Larger head width-across-flats (WAF) than standard hex — provides greater bearing area under the head, reducing contact stress on soft flange or structural faces. Per ASME B18.2.1 heavy hex series. Required for high-strength alloy grades (A193 B7) on pressure piping flanges.

High-Strength Structural Bolt (A325 / A490)

Hex bolt in medium-carbon (A325, F3125 Gr.A325) or alloy steel (A490, F3125 Gr.A490) with minimum UTS 830 MPa and 1040 MPa respectively. Used in preloaded (slip-critical) and snug-tight structural connections per AISC 360. Proof-load tested; supplied with matching A563 nut and F436 washer.

Tension Control (TC) Bolt

High-strength hex bolt with an integral spline end that shears off when target preload is achieved during installation — providing a visible, auditable preload indicator. Per ASTM F1852 (A325TC) and F2280 (A490TC). Eliminates torque wrench and calibration requirements; widely specified in structural steelwork erection.

Flange Head Hex Bolt (Hex Flange)

Integral washer-flange on the underside of the hex head — eliminates need for a separate washer. Often serrated to provide vibration loosening resistance. Common in machinery, automotive, and equipment assembly. Not typically used in pressure piping flange service but specified in machinery base frame bolting on EPC projects.

1.3 — Hex Bolt vs Alternative Fastener Types: Engineering Selection Logic

Table 1.A — Hex Bolt vs Alternative Fastener Types: Key Engineering Parameters

Parameter	Hex Bolt	Stud Bolt	Socket Head Cap Screw	Carriage Bolt	Engineering Implication
Head geometry	Hexagonal — open / ring wrench	No head — two nuts	Hex socket — Allen key / bit	Dome — no wrench needed	Hex bolt: versatile wrench access
Clamping symmetry	Asymmetric (head / nut)	Symmetric (nut / nut)	Asymmetric	Asymmetric (dome / nut)	Stud bolt preferred for high-temp cycling
Load capacity	High — full shank section	High	Very high (alloy)	Moderate	All suitable for structural/mechanical
Head access space	Moderate (hex wrench space)	Both ends — nut space	Compact — recessed socket	None required	Socket head where hex clearance limited
Pressure piping flanges	Class 150–300 common	Standard Class 300–2500	Not standard	Not applicable	Stud bolt preferred above Class 600
Structural steel connections	Primary standard (A325/A490)	Rare	Not standard	Timber connections	Hex bolt is the structural standard
Tensioning method	Torque wrench / hydraulic / TC	Hydraulic tensioner / torque	Torque wrench	Torque wrench (nut only)	Hex bolt compatible with all tightening methods
Standards	ASME B18.2.1, ISO 4014/17, DIN 931/933	ASTM A193, DIN 976	ASME B18.3, DIN 912	ASME B18.5, DIN 603	Verify standard per project spec

1.4 — Bolt Preload Behaviour: Embedment, Thermal Cycling, Vibration

Embedment Relaxation

Surface asperities on thread flanks and under-head bearing faces plastically deform within the first 24–72 hours after installation, reducing effective preload by 5–15%. Re-torquing after initial embedment (snug check) is mandated by ASME PCC-1 and AISC 360 for critical joints. Heavy hex head bolts exhibit less embedment than standard hex due to larger bearing area.

#####

GIVEN EXERCISE A
Repeat the records word for word, from the line containing "point: large boulder" through the end of the records.
The records have no connection to the hex bolt excerpt.

[Object pointing records for photos]

#####

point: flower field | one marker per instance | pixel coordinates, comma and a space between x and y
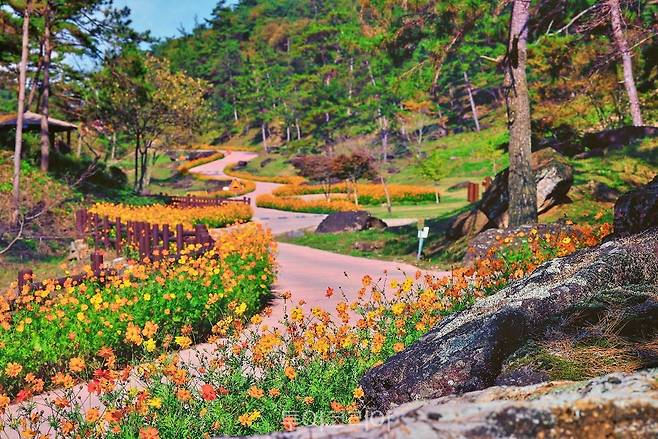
236, 189
229, 170
262, 377
185, 167
212, 216
55, 336
368, 193
309, 206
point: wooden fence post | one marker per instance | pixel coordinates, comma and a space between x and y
96, 263
155, 233
24, 277
119, 233
165, 237
179, 239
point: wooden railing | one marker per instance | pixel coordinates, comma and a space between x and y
196, 201
150, 240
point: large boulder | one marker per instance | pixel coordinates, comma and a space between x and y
616, 405
602, 192
352, 221
467, 350
553, 176
637, 210
618, 137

#####

GIVEN EXERCISE B
Write out the hex bolt excerpt from "High-Strength Structural Bolt" to "structural steelwork erection.", switching "installation" to "fitting" wherever it occurs.

ANSWER A
point: large boulder | one marker per instance | pixel coordinates, comma and a space between x and y
616, 405
602, 192
352, 221
467, 350
553, 176
637, 210
618, 137

ANSWER B
High-Strength Structural Bolt (A325 / A490)

Hex bolt in medium-carbon (A325, F3125 Gr.A325) or alloy steel (A490, F3125 Gr.A490) with minimum UTS 830 MPa and 1040 MPa respectively. Used in preloaded (slip-critical) and snug-tight structural connections per AISC 360. Proof-load tested; supplied with matching A563 nut and F436 washer.

Tension Control (TC) Bolt

High-strength hex bolt with an integral spline end that shears off when target preload is achieved during fitting — providing a visible, auditable preload indicator. Per ASTM F1852 (A325TC) and F2280 (A490TC). Eliminates torque wrench and calibration requirements; widely specified in structural steelwork erection.